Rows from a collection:
== == ==
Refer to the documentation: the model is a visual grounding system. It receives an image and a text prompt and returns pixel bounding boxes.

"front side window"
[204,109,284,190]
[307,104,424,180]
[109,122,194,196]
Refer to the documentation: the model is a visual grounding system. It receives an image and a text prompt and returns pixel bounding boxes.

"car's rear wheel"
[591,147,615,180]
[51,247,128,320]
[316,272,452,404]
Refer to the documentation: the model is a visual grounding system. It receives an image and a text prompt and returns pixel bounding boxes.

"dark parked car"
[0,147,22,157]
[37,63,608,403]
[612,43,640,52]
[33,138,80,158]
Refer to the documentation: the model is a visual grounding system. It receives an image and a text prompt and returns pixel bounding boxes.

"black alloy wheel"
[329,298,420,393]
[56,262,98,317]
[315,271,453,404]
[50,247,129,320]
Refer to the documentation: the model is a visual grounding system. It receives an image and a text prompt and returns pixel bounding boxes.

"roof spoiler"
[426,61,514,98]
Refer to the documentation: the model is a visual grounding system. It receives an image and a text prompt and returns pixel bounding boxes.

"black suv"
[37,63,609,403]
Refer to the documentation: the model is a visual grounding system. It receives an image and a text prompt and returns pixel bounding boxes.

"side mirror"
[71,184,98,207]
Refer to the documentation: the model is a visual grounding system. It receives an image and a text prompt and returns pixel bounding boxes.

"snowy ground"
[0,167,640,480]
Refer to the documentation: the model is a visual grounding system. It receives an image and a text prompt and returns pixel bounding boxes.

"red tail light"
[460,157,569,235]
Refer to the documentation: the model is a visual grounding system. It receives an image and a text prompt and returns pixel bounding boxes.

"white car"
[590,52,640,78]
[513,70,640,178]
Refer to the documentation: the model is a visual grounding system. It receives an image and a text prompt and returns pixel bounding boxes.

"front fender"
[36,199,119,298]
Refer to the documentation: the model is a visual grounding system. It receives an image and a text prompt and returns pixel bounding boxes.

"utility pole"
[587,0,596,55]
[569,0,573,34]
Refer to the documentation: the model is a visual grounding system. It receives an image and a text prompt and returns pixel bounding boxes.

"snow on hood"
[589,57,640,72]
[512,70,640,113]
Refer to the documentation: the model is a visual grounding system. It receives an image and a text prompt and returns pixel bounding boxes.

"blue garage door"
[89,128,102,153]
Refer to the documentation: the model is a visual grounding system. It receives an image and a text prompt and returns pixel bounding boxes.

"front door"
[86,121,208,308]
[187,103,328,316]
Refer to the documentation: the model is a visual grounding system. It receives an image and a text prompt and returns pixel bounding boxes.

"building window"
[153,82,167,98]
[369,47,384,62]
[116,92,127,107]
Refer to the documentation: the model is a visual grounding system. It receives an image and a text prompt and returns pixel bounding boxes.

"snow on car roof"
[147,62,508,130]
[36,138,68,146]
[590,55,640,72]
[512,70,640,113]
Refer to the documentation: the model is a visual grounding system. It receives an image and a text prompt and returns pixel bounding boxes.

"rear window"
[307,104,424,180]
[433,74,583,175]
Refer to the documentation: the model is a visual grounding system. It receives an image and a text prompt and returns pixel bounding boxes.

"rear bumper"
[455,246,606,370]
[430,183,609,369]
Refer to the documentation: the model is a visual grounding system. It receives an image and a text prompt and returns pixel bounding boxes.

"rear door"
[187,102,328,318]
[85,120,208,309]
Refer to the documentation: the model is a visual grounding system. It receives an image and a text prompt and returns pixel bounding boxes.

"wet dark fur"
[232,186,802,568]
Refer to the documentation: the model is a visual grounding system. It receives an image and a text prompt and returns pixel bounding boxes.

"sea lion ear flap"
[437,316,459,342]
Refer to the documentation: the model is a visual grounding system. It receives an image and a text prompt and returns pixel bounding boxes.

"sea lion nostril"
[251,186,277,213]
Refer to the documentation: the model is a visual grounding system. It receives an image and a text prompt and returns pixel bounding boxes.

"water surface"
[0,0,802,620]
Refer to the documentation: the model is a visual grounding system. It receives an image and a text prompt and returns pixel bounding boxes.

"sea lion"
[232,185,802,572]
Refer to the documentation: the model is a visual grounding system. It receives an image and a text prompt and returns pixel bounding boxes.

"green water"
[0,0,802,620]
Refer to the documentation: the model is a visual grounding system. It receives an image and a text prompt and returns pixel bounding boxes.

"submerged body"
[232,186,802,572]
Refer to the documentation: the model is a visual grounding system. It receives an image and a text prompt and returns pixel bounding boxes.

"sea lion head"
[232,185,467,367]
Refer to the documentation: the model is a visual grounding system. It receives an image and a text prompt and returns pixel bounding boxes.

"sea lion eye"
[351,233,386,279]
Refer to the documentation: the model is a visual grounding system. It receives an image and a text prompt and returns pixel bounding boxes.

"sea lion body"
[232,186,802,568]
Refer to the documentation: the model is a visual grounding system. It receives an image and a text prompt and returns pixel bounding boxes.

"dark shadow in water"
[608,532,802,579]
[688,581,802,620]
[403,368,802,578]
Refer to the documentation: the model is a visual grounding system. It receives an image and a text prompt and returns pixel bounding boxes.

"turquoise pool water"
== == ==
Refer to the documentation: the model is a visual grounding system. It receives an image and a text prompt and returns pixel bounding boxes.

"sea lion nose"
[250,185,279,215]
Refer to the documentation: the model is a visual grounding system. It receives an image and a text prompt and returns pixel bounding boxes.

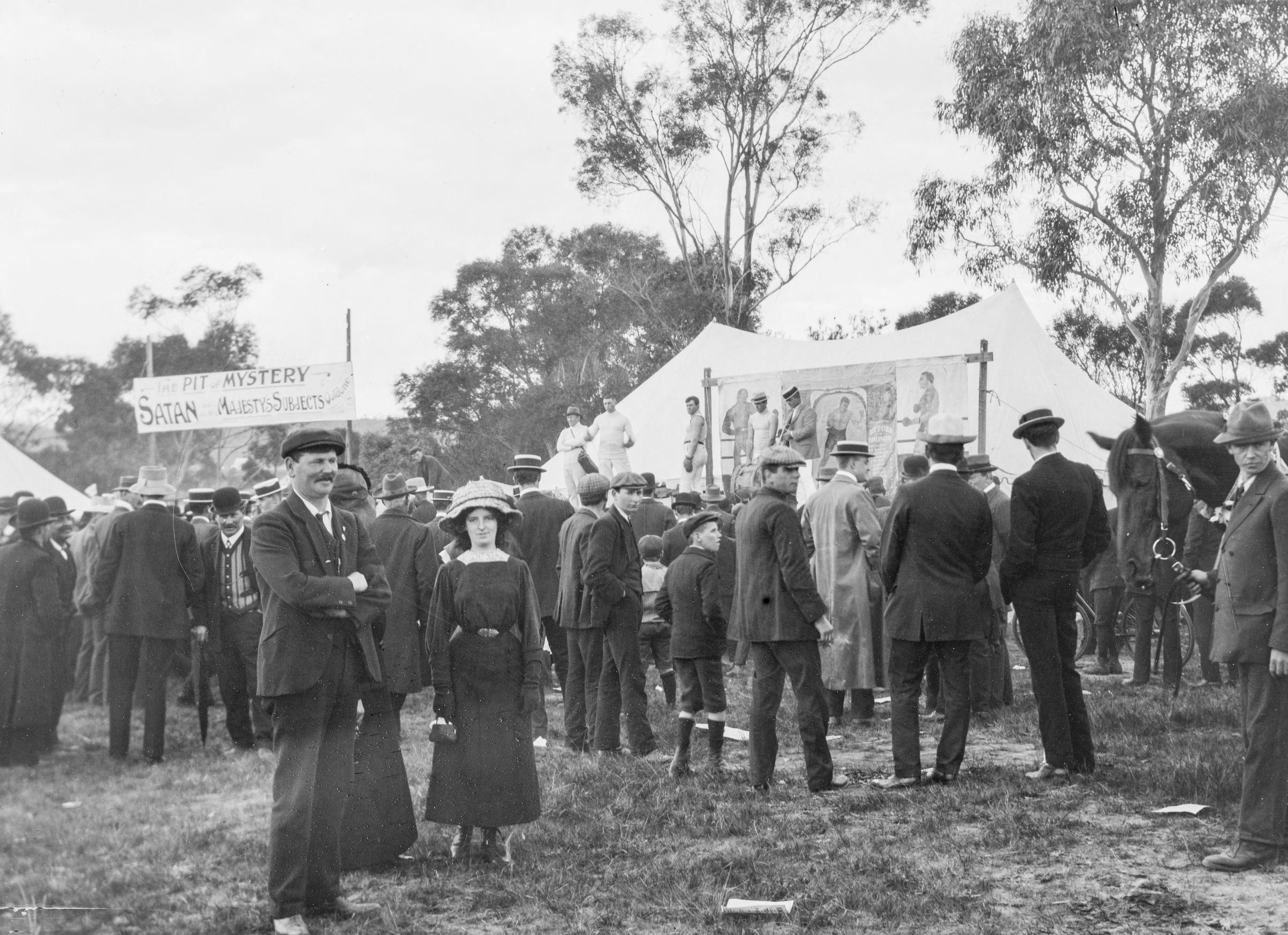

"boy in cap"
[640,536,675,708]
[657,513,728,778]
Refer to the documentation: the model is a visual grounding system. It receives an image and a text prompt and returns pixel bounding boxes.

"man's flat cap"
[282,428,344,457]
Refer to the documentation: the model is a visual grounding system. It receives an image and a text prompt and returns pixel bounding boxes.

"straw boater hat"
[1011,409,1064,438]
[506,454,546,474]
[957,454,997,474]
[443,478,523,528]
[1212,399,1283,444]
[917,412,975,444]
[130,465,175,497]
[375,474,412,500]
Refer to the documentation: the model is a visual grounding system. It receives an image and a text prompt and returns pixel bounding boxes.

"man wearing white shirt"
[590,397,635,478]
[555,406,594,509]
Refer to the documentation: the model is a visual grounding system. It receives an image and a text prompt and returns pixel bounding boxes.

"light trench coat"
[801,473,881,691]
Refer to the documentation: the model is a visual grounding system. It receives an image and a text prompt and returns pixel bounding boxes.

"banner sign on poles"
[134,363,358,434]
== == ==
INSTRUCTIONS TO FOLLOW: Pick out every row that contains the word "rear" and copy each one in full. Case counts.

TASK RESPONSE:
"car's rear wheel"
"rear window"
"rear bumper"
"rear door"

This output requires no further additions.